Treatment is cheap, free and if properly complied with, effective: in two or three weeks the most noticeable symptoms, i.e., continuous coughing and weight loss, disappear. The problem is that on average 12% of people, mainly the poor, abandon the treatment. Curing this disease imposes sacrifices, such as abstaining from alcohol for some six to nine months and taking, on a daily basis, different combinations of drugs that may cause nausea, asthma and loss of balance as they fight the billions of M. tuberculosis reproducing, circulating or latent in the body. Although more common among the poor, the bacillus has invaded other territories. “Doctors normally hide the fact that they have had TB,” says Lucia Penna, a professor from the University of the State of Rio de Janeiro (Uerj). Years ago, while working in a hospital, she caught TB and felt the stigma and social isolation experienced by anyone who has the disease. However, measles, hepatitis and pneumonia viruses are much more voracious when it comes to infecting people than the TB bacillus, recalls Fiuza de Melo. He himself has had TB twice, once in the pleura, the membrane that protects the lungs, and once in the pancreas.

● **Exercise tasks**:
1. According to the tuberculosis text, what share of people abandon treatment on average?
2. Rewrite the paragraph of the tuberculosis text that begins "Treatment is cheap, free" as a shorter list that keeps its main facts.
3. Continue the tuberculosis text from its final sentence.
The material after this comes from a different source than the tuberculosis text.

● **Dataset excerpts**:
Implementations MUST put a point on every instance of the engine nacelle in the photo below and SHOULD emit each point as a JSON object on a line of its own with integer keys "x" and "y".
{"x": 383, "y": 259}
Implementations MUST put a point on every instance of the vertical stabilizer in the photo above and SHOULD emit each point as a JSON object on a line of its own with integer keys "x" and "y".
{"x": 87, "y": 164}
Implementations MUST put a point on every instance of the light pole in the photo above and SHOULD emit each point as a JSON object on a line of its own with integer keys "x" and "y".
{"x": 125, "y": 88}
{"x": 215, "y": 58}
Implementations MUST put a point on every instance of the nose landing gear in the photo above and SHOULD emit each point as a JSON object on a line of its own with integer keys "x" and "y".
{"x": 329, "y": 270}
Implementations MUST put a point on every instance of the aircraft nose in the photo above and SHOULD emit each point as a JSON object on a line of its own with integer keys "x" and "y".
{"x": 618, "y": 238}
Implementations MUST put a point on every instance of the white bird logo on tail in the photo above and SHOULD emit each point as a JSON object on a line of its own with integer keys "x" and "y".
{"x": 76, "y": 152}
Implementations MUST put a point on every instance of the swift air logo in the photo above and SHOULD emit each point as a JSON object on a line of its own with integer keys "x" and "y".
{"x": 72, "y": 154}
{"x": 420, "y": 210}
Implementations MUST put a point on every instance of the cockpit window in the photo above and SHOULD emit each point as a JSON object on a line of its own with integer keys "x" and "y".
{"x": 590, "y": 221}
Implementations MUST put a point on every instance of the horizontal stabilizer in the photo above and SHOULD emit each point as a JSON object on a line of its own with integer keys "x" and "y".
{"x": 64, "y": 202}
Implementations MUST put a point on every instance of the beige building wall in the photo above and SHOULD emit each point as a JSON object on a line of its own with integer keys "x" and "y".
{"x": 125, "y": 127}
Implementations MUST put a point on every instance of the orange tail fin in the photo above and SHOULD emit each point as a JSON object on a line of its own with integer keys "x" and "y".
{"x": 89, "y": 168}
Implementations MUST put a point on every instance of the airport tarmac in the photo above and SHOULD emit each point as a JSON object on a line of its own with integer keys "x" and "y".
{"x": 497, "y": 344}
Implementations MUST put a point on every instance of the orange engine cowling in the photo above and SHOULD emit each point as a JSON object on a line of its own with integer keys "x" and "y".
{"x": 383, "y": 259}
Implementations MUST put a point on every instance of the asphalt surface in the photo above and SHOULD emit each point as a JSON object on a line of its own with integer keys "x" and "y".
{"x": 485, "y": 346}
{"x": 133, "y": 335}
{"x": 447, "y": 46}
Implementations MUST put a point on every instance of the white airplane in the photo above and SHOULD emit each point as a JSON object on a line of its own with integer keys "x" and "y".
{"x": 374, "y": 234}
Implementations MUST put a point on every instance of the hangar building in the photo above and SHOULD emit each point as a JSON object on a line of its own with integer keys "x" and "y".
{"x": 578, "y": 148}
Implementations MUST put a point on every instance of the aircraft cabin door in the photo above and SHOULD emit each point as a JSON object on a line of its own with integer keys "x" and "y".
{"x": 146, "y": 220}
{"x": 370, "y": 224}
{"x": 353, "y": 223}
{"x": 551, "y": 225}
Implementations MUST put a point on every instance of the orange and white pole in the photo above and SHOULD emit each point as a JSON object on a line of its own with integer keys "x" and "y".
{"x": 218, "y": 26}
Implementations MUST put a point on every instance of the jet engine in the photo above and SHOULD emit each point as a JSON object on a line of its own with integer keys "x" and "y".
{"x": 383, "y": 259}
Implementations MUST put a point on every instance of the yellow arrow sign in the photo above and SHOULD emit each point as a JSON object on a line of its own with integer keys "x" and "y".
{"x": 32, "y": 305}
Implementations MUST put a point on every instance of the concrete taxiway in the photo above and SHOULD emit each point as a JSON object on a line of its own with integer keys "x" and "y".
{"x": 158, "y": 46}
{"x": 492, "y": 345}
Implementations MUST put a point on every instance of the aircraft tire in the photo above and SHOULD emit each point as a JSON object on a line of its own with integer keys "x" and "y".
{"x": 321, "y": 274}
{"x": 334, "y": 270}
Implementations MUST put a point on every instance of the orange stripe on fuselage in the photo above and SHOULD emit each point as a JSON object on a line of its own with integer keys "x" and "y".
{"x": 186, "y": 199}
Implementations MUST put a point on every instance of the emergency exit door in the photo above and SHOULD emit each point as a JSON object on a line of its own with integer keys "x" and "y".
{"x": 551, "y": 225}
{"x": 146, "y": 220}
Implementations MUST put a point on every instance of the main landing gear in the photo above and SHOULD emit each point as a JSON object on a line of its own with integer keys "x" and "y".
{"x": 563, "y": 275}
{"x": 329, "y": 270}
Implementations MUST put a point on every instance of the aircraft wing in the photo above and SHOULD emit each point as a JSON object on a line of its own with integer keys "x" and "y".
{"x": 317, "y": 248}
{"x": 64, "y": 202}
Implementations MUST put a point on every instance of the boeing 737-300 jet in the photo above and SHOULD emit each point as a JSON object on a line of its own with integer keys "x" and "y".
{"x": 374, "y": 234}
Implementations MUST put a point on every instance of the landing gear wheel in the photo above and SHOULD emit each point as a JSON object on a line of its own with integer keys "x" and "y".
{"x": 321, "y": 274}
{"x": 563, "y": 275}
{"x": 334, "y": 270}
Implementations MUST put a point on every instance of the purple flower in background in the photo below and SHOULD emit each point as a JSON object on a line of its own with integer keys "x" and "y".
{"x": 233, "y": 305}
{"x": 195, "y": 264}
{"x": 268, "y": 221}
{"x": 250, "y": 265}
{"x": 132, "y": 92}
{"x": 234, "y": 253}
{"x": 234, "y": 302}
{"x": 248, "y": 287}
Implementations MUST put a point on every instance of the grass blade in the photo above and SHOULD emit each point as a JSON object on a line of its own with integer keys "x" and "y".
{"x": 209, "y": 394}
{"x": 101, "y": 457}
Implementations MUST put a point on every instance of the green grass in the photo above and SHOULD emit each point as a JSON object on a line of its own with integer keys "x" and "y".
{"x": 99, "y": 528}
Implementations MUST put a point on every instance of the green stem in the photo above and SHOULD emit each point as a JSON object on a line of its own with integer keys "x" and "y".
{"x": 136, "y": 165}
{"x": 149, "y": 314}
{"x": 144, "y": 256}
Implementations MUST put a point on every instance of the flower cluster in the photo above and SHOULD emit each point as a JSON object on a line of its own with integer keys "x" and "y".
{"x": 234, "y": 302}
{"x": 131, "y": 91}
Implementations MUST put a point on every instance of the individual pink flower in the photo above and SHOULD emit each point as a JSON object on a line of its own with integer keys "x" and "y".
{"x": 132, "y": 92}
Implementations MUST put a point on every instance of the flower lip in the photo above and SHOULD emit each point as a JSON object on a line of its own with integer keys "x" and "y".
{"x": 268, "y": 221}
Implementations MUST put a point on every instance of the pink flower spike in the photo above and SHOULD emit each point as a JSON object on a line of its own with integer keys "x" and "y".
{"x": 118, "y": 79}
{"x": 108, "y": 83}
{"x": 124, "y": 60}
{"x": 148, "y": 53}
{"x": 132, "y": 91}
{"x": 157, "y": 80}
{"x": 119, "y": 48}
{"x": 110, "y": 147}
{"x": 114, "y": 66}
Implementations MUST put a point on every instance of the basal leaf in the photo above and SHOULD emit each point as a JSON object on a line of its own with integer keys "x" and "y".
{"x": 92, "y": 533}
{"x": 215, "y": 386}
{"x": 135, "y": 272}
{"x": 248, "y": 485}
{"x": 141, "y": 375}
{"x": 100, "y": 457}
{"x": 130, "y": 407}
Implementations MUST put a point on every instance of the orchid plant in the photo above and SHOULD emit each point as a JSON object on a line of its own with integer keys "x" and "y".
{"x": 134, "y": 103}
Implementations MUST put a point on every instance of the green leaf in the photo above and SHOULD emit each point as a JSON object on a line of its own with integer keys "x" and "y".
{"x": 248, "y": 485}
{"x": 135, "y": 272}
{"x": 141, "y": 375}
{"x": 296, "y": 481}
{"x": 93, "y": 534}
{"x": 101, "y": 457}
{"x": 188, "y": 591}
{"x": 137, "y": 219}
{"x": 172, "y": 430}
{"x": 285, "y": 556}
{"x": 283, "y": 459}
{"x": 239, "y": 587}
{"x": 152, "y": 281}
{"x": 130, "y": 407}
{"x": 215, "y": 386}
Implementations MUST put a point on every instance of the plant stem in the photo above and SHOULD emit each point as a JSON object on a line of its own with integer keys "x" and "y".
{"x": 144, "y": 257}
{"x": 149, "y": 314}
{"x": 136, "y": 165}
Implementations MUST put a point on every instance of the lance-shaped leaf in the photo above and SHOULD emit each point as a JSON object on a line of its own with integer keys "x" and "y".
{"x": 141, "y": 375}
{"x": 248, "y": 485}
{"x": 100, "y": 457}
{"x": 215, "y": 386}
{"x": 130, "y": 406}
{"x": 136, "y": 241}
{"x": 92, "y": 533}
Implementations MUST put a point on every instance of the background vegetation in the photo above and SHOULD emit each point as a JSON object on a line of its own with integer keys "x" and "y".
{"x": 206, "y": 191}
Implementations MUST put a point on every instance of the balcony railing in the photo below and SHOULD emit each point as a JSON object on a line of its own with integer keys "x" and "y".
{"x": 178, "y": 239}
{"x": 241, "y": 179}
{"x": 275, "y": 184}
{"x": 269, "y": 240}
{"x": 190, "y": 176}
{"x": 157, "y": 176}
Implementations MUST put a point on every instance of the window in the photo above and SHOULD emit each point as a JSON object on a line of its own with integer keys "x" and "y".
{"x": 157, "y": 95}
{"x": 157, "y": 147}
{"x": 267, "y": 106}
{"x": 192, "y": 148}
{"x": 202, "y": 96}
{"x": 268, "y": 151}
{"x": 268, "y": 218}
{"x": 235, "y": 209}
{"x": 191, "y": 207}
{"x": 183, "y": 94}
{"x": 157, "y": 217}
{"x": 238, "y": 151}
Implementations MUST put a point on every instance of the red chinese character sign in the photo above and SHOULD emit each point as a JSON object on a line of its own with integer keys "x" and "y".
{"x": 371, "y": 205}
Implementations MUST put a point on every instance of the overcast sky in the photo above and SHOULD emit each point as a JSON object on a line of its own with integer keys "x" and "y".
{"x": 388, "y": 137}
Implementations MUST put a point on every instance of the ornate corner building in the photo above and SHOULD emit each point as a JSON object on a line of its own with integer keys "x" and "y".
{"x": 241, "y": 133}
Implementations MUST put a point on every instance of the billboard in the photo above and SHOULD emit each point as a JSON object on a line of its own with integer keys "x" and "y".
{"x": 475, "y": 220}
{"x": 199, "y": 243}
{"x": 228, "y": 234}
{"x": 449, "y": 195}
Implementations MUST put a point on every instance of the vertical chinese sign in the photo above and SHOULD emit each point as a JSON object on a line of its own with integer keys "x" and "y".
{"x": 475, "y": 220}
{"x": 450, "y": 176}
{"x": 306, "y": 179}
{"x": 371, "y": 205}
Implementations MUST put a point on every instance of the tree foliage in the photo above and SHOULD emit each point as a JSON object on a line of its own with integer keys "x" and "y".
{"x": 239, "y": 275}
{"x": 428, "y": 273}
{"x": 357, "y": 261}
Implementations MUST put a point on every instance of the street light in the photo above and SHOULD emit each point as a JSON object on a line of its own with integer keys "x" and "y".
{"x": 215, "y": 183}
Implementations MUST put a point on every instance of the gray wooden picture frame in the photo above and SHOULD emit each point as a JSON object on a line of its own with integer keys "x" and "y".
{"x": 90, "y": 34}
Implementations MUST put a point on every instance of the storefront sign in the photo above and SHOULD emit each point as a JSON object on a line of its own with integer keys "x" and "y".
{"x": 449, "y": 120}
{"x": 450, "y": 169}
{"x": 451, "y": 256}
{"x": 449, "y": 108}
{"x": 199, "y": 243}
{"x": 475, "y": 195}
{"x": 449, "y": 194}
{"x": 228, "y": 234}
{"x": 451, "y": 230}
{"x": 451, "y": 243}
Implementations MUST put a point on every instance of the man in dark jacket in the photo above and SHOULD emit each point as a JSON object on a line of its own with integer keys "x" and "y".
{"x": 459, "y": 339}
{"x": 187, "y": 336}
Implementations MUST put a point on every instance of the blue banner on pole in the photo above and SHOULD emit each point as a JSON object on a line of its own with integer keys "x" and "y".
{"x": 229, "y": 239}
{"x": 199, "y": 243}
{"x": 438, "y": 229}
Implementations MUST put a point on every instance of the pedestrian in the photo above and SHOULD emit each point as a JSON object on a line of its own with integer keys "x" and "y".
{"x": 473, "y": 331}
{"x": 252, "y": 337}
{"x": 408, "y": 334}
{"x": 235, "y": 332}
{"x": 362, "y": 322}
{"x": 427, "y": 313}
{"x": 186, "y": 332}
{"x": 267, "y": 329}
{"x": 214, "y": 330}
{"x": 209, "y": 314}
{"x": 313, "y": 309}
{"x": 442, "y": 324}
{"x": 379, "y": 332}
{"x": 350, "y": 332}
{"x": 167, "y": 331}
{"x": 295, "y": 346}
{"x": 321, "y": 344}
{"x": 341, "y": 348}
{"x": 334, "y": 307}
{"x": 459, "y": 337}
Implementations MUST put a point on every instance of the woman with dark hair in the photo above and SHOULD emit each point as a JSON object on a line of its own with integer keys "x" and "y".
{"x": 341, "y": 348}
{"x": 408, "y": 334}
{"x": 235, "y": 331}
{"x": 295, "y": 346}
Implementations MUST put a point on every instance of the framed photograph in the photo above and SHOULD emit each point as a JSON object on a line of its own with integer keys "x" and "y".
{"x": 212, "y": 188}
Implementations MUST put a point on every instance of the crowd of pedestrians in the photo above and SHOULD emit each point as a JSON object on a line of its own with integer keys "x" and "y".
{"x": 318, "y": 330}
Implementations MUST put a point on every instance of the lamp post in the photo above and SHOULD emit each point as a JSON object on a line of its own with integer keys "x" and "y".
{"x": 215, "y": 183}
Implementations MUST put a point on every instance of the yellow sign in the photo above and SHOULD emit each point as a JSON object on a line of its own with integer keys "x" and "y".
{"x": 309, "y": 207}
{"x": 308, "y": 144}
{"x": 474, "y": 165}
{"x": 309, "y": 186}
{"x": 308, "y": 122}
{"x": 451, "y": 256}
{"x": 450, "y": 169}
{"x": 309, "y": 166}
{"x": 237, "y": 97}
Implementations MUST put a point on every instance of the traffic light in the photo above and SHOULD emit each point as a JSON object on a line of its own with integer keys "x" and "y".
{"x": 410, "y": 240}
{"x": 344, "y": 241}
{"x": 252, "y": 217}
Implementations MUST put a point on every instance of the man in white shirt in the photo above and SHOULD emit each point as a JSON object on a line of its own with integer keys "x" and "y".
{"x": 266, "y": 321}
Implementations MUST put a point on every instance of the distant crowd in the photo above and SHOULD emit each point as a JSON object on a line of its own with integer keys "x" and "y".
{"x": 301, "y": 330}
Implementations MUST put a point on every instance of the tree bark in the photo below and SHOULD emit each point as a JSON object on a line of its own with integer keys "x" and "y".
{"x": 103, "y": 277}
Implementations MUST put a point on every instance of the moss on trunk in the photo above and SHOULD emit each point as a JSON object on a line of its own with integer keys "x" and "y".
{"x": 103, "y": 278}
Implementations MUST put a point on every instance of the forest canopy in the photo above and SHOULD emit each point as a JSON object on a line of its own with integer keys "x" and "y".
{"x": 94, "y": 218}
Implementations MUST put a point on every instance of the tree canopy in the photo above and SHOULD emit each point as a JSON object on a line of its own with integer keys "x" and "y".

● **Your responses**:
1. About 12%, mainly the poor.

2.
- Treatment is cheap, free and effective if followed properly; the main symptoms, continuous coughing and weight loss, disappear in two or three weeks.
- On average 12% of people, mainly the poor, abandon treatment.
- A cure requires avoiding alcohol for about six to nine months and taking daily drug combinations that may cause nausea, asthma and loss of balance.
- TB is more common among the poor but also affects others.
- Lucia Penna, a Uerj professor who caught TB while working in a hospital, says doctors normally hide having had it, and she felt the stigma and isolation the disease brings.
- Fiuza de Melo notes that measles, hepatitis and pneumonia viruses infect people far more readily than the TB bacillus; he has had TB twice, in the pleura and in the pancreas.

3.
“If family doctors and community agents participated more,” suggests Lucia Penna, “the diagnosis would be much faster and treatment would be monitored closely, with the guarantee of a cure.” Fiuza de Melo proposes more hierarchy and decentralization: each health center must detect and monitor new cases to be treated at units with better trained teams. For Melo, it is also important to look for and treat asymptomatic carriers. “Those who transmit the disease the most are not the sick but stronger individuals who cough more and expel drier particles of sputum with bacilli.”

“It’s possible to control TB provided there is political commitment at all government levels, from the minister to the municipal health secretaries,” says Tereza Villa, one of the coordinators of a national survey into supervised treatment (the sick have to take the drugs in front of a health professional). Even a poor state like Paraíba responded well to the introduction of this form of treatment: the incidence of TB fell, but later, when the administration and the working teams in some towns changed, it began rising again.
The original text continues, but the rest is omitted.